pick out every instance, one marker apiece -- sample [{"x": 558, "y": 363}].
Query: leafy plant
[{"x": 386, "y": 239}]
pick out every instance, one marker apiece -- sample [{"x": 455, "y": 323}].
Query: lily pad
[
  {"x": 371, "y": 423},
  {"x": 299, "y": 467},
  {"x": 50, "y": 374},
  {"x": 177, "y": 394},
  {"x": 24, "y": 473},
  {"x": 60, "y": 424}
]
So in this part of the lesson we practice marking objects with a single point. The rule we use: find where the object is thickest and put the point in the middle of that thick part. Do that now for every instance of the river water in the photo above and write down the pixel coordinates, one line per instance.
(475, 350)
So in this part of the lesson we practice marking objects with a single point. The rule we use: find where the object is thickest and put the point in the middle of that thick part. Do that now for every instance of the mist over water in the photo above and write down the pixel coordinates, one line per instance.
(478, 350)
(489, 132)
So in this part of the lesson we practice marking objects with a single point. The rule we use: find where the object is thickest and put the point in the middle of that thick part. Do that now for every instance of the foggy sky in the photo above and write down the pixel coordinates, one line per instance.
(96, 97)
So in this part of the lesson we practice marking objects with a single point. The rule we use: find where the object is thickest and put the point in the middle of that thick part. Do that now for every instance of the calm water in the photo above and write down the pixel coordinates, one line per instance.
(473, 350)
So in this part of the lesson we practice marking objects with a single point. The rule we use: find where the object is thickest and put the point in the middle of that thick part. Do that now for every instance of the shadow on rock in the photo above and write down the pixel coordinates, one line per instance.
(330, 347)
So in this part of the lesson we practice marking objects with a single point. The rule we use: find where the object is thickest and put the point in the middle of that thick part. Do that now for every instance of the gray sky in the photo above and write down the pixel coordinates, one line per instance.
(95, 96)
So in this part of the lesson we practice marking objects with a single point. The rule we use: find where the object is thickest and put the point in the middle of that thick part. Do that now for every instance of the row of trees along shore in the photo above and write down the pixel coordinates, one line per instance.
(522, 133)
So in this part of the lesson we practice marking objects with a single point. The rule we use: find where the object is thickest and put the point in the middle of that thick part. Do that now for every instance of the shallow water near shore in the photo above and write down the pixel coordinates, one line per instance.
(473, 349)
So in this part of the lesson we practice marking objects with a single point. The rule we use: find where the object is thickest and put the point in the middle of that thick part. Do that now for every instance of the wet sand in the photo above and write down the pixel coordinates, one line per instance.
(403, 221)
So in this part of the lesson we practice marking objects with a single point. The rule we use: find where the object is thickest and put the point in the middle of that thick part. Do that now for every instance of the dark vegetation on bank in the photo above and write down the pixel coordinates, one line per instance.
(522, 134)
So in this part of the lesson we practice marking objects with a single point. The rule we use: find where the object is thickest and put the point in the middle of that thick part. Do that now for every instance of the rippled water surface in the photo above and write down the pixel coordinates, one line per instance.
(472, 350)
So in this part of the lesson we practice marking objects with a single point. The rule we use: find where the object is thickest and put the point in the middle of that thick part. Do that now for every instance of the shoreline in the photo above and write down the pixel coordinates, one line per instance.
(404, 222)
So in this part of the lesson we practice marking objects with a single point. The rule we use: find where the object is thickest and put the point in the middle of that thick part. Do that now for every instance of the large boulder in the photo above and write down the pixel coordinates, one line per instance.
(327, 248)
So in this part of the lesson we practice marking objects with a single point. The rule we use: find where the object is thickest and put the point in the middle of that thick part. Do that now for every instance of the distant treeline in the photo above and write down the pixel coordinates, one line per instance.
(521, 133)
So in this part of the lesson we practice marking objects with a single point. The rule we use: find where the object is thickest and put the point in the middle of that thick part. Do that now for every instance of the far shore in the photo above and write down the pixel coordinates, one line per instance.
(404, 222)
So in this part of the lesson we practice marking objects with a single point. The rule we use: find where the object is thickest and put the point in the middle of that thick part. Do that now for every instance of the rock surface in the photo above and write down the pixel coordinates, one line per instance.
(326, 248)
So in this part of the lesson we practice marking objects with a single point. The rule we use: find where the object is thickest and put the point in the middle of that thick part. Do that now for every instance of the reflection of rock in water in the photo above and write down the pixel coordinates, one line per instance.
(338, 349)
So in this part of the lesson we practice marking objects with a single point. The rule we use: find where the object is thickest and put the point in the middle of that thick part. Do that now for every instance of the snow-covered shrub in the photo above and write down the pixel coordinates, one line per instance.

____________________

■ Task brief ■
Answer with one number: how many lines of the entries above include the word "apiece".

■ Answer box ■
2